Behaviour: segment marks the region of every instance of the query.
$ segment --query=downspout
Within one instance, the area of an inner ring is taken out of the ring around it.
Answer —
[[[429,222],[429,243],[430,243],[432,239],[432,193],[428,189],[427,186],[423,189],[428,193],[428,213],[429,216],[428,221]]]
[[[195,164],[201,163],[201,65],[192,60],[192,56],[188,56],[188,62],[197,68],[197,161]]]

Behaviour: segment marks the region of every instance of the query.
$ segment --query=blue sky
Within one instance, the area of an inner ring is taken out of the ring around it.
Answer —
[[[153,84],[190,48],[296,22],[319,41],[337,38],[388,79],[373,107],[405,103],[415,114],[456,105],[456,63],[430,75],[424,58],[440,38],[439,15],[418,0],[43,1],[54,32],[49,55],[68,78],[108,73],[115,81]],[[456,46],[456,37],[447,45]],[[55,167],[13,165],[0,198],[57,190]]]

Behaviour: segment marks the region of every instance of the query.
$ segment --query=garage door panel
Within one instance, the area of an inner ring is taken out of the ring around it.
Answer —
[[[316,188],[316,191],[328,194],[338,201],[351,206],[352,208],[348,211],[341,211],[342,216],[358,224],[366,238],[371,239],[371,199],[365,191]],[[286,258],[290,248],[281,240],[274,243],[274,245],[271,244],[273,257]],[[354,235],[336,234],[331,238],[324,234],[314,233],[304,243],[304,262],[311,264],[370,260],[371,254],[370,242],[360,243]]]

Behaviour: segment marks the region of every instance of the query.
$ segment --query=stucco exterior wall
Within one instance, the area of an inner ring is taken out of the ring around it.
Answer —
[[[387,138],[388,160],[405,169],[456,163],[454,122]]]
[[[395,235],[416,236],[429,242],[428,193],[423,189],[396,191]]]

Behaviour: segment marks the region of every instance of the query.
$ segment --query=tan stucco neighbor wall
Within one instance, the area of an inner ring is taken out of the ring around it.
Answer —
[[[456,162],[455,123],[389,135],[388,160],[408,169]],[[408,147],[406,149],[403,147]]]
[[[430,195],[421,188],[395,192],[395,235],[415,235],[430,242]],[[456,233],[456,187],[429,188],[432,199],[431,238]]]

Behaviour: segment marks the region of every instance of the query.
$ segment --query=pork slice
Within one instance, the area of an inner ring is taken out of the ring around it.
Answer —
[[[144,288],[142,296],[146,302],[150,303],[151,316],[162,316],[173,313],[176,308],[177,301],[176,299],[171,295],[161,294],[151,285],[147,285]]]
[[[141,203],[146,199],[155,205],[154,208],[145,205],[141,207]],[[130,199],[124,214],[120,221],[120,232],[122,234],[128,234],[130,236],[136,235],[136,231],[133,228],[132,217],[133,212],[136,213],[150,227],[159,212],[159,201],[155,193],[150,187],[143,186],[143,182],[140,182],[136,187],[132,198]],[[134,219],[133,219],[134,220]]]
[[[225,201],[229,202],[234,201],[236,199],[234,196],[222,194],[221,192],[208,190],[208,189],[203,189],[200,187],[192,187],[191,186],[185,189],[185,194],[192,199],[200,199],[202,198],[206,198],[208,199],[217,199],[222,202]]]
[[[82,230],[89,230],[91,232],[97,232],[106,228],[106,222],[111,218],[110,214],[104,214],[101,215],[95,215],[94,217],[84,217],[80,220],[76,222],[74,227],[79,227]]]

Task statement >>
Show each line of the material that contains the string "wall".

Solution >>
$ segment --query=stucco exterior wall
$ segment --query=tan stucco neighbor wall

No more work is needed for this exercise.